» **Aim of the exercise**
Write out again the part of the forum thread on mem-to-mem moves that opens with the words containing "Dec 22, 2010, 9:40:27 PM12/22/10" and closes with "mod r/m bits.", substituting "the x86 instruction set" for "x86 architecture".

» **Passage given**

Why are mem-to-mem moves disallowed?

Tony

unread,

Dec 22, 2010, 7:21:08 PM12/22/10

to

The subject is the question.

Robert Redelmeier

unread,

Dec 22, 2010, 9:40:27 PM12/22/10

to

Tony <nos...@nospicedham.myisp.net> wrote in part:
> The subject is the question.

They're not disallowed -- x86 architecture has always
had MOVS instructions that move mem-to-mem, and very
convieniently for blocks.

More general forms were probably never added since they
would result in much longer instructions in some cases,
and require more mod r/m bits.

Code density is actually quite important since once
thru-code takes much longer to fetch than to execute.
As quirkly as it is, x86 is one of the best for density.

-- Robert

>

wolfgang kern

unread,

Dec 23, 2010, 6:28:28 AM12/23/10

to

Tony asked:

...
Who said that mem to mem is not allowed ?

x86 just have only a few instructions which does it:

MOVSb/d/q/.. for 8/16/32/64 bit moves

and even this instruction isn't one of the fastest
it is quite fast and handy too if used with REP.

historical DMA also had a mem2mem capability, perhaps
you mean this feature, because it isn't there anymore?

Sure, your compiler will probably cry out load if you'd
try something like:

MOV [var1],[var2]

there are just no direct instructions available for it.
So you'll need to write:

MOV esi,var2 ;MASM may need 'OFFSET' for this
MOV edi,var1
MOVSD ;copy [esi] to [edi] and advance both regs by 4

__
wolfgang

Tony

unread,

Dec 23, 2010, 4:25:00 PM12/23/10

to

That common scenario is actually what I meant by mem-to-mem moves. Why is
that not allowed?

Lasse Reichstein Nielsen

unread,

Dec 23, 2010, 7:45:59 PM12/23/10

to

"Tony" <nos...@nospicedham.myisp.net> writes:

> wolfgang kern wrote:
...

>> Sure, your compiler will probably cry out load if you'd
>> try something like:
>>
>> MOV [var1],[var2]

> That common scenario is actually what I meant by mem-to-mem moves. Why is
> that not allowed?

Because there is no instruction that does it.

(Raw records)
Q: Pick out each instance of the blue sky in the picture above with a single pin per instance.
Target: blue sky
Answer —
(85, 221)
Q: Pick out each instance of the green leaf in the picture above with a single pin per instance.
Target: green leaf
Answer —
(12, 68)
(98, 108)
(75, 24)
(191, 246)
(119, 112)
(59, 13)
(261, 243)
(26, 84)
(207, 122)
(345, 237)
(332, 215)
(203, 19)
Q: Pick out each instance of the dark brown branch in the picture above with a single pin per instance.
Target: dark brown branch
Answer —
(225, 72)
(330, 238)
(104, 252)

» **Solved exercise**
Dec 22, 2010, 9:40:27 PM12/22/10

to

Tony <nos...@nospicedham.myisp.net> wrote in part:
> The subject is the question.

They're not disallowed -- the x86 instruction set has always
had MOVS instructions that move mem-to-mem, and very
convieniently for blocks.

More general forms were probably never added since they
would result in much longer instructions in some cases,
and require more mod r/m bits.